» Task item
What do the lines say from the one containing "Expected behaviour: for every instance of the gable window" to the end of the records? Restate them word for word, and only those.

» Data for processing
★ ★ ★ ★ ★

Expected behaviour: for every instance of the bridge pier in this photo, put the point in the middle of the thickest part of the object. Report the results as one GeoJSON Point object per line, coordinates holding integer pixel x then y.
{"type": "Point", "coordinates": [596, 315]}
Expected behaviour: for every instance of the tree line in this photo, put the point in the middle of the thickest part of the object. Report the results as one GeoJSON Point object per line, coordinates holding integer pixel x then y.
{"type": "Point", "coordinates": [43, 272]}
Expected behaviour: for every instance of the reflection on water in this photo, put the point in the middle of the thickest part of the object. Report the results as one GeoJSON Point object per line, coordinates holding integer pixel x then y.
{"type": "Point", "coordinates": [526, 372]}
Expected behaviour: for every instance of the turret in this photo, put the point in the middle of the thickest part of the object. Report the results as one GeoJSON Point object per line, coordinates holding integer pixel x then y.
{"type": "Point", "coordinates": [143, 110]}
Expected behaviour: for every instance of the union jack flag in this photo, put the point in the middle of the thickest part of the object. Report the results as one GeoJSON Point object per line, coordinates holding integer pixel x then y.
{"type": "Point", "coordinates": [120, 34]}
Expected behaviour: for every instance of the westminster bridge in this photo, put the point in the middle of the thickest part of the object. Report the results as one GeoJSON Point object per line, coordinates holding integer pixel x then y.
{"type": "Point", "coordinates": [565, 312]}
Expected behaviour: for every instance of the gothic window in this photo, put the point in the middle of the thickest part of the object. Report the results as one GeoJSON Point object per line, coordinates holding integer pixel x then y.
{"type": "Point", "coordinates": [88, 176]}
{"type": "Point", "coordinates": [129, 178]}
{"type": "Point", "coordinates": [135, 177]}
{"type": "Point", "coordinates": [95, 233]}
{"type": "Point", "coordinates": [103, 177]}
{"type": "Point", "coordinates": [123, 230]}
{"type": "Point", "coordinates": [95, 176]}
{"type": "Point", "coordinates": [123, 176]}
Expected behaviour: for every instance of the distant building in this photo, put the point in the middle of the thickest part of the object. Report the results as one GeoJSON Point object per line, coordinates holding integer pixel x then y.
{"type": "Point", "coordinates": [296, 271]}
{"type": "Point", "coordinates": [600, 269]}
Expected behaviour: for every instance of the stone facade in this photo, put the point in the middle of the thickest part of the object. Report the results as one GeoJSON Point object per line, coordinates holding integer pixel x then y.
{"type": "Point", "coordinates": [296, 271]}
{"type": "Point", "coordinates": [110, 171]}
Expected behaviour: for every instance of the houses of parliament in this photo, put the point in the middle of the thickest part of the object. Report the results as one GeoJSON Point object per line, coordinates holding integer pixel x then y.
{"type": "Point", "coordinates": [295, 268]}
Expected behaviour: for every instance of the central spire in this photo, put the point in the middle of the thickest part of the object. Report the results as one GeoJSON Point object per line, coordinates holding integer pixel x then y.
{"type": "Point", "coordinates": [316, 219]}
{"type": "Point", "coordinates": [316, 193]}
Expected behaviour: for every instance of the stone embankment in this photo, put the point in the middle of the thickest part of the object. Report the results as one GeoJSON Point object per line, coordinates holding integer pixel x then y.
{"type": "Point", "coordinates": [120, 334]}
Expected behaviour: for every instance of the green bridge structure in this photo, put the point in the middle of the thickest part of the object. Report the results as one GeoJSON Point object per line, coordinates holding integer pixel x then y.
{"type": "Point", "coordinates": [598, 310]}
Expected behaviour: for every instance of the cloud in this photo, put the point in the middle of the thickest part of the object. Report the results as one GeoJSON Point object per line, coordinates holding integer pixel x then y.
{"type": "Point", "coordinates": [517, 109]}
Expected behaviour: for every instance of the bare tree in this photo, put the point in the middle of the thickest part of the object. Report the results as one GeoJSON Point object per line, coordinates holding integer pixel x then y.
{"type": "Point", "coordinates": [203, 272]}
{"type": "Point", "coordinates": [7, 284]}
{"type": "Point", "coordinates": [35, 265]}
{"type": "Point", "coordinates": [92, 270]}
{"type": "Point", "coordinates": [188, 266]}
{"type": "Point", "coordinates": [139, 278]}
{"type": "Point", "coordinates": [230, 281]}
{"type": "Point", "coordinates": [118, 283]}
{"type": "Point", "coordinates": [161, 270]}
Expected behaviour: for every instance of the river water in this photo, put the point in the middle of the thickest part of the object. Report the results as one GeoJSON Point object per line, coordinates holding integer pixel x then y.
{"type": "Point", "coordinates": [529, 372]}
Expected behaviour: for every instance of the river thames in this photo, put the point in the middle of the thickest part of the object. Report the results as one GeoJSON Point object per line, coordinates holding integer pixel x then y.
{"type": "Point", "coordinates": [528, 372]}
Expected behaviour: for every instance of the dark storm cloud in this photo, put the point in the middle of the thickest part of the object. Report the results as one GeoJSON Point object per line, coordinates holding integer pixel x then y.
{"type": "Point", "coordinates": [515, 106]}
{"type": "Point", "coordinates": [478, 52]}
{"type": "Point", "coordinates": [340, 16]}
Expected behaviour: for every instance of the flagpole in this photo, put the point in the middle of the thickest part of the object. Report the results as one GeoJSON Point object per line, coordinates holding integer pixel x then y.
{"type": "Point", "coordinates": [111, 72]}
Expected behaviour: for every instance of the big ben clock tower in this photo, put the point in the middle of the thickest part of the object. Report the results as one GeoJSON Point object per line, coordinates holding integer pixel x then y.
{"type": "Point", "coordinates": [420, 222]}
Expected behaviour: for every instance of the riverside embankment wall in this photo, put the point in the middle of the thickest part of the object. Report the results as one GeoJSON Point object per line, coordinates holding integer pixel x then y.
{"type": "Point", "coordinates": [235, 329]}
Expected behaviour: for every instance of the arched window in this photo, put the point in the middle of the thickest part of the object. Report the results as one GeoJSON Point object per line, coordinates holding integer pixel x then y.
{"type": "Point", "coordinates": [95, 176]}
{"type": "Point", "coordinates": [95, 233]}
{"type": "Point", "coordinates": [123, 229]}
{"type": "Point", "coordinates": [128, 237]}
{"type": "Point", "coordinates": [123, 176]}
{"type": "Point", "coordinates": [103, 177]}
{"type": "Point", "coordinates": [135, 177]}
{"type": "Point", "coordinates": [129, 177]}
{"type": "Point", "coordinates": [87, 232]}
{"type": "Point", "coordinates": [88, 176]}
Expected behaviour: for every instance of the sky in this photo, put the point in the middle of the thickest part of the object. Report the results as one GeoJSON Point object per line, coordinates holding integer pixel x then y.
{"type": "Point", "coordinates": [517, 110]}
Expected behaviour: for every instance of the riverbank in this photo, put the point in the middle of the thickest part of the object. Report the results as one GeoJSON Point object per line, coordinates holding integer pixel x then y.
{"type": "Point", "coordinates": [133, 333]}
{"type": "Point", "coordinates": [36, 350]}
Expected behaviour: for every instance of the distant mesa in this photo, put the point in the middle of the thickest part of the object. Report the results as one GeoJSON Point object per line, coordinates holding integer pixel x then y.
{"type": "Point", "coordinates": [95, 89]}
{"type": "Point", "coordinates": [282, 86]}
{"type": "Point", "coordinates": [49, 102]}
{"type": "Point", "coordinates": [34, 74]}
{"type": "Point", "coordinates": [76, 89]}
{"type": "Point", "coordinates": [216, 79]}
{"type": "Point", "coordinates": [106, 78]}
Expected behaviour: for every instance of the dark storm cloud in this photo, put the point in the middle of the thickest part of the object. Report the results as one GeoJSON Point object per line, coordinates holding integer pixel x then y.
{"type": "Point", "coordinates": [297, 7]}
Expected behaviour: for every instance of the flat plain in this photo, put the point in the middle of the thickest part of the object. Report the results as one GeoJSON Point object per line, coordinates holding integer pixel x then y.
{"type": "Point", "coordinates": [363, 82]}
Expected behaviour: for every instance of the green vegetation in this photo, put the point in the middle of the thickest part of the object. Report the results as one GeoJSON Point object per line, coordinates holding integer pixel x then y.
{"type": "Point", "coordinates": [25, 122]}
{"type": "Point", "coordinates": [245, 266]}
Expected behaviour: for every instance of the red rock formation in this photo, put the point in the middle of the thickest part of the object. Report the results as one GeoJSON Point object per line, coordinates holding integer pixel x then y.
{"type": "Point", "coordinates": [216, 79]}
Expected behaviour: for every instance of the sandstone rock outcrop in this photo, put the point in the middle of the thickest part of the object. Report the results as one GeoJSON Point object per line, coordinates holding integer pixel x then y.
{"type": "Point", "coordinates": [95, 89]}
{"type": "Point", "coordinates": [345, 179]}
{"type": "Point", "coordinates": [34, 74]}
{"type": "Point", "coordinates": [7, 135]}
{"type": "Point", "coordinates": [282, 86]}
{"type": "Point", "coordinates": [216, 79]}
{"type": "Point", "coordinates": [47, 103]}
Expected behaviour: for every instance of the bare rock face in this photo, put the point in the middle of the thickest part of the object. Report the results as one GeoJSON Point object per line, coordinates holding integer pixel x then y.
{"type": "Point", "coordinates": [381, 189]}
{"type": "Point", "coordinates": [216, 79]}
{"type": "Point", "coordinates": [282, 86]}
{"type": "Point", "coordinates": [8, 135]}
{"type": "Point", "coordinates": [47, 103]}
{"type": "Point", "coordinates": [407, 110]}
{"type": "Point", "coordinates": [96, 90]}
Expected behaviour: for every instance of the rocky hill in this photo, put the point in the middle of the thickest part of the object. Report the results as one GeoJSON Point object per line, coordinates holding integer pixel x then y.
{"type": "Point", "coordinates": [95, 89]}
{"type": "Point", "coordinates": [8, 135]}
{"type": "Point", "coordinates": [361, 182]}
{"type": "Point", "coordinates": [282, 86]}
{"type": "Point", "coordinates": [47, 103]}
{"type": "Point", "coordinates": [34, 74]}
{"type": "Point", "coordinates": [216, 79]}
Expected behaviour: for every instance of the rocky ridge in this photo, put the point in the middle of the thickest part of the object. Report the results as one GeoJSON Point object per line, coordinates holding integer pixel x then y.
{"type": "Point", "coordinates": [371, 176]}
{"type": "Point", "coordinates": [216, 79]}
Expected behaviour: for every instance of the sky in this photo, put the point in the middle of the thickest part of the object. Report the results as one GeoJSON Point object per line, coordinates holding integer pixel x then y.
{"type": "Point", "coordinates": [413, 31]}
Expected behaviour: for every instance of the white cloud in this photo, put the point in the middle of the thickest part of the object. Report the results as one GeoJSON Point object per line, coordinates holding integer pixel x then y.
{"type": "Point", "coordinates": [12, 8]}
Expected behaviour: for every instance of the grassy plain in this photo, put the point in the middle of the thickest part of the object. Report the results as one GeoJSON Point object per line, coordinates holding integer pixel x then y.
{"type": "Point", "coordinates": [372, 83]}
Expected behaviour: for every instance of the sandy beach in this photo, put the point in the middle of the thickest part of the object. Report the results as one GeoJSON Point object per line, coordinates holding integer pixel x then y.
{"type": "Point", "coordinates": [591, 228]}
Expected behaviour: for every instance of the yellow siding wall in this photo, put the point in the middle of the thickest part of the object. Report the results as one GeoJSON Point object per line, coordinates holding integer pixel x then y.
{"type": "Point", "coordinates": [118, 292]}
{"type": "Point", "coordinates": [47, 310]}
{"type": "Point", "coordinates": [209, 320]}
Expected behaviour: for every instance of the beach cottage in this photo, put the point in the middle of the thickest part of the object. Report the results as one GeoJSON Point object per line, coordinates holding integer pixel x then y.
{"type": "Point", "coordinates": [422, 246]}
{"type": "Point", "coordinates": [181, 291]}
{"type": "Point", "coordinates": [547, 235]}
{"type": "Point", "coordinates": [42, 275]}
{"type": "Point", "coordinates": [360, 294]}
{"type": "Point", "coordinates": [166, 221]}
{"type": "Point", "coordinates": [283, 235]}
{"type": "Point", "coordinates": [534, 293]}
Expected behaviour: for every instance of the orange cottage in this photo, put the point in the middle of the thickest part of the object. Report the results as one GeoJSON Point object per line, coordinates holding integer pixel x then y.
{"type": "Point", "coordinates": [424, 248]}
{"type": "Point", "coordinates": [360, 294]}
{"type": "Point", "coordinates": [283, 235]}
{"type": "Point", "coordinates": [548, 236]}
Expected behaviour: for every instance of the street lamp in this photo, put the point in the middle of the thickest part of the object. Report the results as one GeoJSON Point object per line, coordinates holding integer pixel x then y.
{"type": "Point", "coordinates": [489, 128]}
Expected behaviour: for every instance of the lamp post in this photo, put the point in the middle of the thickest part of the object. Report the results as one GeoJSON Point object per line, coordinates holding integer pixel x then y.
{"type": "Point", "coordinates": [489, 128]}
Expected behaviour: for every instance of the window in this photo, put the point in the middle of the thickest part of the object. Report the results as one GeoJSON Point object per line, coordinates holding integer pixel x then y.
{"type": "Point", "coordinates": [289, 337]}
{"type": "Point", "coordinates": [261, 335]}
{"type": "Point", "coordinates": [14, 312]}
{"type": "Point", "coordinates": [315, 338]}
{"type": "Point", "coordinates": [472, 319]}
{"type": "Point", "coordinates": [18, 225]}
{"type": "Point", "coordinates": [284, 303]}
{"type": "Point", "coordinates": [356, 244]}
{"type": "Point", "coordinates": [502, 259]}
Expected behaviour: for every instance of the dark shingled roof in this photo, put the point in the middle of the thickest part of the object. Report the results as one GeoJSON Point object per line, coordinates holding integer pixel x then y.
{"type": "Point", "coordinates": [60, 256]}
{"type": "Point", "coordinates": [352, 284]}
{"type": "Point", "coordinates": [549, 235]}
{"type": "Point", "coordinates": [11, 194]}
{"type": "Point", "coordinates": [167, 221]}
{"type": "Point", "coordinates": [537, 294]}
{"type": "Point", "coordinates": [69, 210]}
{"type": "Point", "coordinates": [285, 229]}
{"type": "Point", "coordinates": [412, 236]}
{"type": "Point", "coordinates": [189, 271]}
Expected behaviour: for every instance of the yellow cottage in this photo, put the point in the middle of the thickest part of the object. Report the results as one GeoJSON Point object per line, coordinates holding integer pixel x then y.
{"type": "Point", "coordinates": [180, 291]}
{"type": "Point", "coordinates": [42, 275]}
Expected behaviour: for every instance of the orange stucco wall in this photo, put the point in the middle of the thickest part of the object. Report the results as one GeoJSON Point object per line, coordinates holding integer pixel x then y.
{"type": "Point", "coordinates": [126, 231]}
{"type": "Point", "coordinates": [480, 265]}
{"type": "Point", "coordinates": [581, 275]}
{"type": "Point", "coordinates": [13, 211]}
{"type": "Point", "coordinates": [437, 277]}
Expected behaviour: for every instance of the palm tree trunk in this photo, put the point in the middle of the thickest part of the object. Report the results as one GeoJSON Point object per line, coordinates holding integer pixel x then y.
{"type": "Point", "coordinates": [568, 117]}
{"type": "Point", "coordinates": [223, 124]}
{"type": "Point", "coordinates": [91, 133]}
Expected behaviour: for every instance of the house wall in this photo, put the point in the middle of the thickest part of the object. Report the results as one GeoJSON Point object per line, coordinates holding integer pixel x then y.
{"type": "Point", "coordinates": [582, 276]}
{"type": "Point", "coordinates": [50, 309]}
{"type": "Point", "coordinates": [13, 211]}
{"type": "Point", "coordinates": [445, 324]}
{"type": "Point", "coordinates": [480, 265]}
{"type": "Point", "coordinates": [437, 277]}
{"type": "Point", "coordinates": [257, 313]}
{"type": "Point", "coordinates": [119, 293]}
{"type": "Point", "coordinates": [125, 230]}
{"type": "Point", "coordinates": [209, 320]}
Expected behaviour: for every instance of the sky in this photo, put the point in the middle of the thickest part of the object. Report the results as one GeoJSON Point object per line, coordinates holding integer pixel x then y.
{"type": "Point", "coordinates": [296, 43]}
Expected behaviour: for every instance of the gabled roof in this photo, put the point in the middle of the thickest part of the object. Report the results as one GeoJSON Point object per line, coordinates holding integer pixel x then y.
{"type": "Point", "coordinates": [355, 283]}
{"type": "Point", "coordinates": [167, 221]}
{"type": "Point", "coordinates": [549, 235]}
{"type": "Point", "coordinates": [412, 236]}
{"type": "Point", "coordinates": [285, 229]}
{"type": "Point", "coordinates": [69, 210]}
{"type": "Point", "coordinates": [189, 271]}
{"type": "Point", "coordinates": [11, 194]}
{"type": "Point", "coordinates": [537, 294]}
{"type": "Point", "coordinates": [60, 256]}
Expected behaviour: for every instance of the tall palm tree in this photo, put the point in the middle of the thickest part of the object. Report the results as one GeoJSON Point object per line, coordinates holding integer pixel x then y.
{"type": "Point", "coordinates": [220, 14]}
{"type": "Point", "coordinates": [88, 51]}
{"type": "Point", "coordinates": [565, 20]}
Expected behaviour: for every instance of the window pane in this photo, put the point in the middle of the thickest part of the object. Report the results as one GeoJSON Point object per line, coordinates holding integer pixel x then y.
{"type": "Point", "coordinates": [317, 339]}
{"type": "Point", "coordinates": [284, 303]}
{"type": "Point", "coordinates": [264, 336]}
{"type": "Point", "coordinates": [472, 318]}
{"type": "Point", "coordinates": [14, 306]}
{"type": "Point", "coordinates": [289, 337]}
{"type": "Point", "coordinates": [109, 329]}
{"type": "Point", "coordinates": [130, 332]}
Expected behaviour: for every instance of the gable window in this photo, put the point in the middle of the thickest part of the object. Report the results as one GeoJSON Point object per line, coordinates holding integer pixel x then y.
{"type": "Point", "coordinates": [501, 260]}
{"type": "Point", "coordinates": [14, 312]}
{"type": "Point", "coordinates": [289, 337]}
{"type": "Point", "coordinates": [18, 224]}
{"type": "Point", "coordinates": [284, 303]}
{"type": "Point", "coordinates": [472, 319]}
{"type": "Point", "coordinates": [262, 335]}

★ ★ ★ ★ ★

» Answer to the exercise
Expected behaviour: for every instance of the gable window in this photo, put the point in the middle of the thickest part of the object. Report the results as one GeoJSON Point object per line, coordinates holding integer pixel x then y.
{"type": "Point", "coordinates": [501, 260]}
{"type": "Point", "coordinates": [14, 312]}
{"type": "Point", "coordinates": [289, 337]}
{"type": "Point", "coordinates": [18, 224]}
{"type": "Point", "coordinates": [284, 303]}
{"type": "Point", "coordinates": [472, 319]}
{"type": "Point", "coordinates": [262, 335]}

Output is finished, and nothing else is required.